- **Short problem**:
Reproduce the data below word for word, keeping every line in its original order and form.

- **Listed records**:
>> start

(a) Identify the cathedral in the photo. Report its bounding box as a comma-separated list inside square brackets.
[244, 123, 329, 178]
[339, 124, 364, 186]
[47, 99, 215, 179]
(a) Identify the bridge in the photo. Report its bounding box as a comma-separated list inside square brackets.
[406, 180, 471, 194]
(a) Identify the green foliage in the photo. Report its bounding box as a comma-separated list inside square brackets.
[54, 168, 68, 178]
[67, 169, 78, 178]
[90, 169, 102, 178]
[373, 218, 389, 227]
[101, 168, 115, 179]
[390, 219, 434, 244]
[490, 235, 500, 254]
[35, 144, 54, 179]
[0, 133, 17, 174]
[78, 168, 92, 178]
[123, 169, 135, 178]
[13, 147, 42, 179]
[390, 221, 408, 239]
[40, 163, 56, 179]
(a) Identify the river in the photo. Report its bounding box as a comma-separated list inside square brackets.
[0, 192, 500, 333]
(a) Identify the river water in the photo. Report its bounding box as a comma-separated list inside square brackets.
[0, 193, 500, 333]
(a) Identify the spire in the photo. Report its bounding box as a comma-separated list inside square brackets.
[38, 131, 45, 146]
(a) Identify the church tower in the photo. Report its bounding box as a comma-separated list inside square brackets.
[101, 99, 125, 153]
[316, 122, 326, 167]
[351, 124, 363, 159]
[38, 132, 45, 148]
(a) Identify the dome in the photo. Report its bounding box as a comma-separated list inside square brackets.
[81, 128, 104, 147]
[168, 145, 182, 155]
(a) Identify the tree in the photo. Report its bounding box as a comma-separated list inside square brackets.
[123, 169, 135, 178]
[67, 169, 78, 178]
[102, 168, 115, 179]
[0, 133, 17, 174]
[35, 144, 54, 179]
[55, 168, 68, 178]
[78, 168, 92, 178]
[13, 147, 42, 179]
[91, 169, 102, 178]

>> end

- **Written answer**:
(a) Identify the cathedral in the photo. Report its bounding box as a comma-separated list inside square brackets.
[244, 123, 329, 178]
[339, 124, 364, 186]
[47, 99, 215, 179]
(a) Identify the bridge in the photo. Report its bounding box as a comma-separated list inside square brackets.
[406, 180, 471, 194]
(a) Identify the green foliage in the photo. Report its bounding box as a comma-separated list inside square brackets.
[54, 168, 68, 178]
[67, 169, 78, 178]
[90, 169, 102, 178]
[373, 218, 389, 227]
[101, 168, 115, 179]
[390, 219, 434, 244]
[490, 235, 500, 254]
[35, 144, 54, 179]
[0, 133, 17, 174]
[78, 168, 92, 178]
[123, 169, 135, 178]
[13, 147, 42, 179]
[390, 221, 408, 239]
[40, 163, 56, 179]
(a) Identify the river in the photo. Report its bounding box as a comma-separated list inside square brackets.
[0, 192, 500, 333]
(a) Identify the river water in the photo. Report its bounding box as a comma-separated list inside square brackets.
[0, 193, 500, 333]
(a) Identify the spire in the photo. Report its bounding box as a comma-separated list inside square brackets.
[38, 131, 45, 146]
(a) Identify the church tower in the photo. Report its bounding box as a comma-separated list inside square brackets.
[101, 99, 125, 153]
[316, 122, 326, 167]
[351, 124, 363, 159]
[38, 132, 45, 148]
(a) Identify the dome in the photo. Report its bounding box as a comma-separated list inside square brackets.
[81, 128, 104, 147]
[168, 145, 182, 155]
(a) Identify the tree in the photo. Report its bounding box as a comma-separated list inside square brackets.
[123, 169, 135, 178]
[67, 169, 78, 178]
[102, 168, 115, 179]
[0, 133, 17, 174]
[35, 144, 54, 179]
[55, 168, 68, 178]
[78, 168, 92, 178]
[13, 147, 42, 179]
[91, 169, 102, 178]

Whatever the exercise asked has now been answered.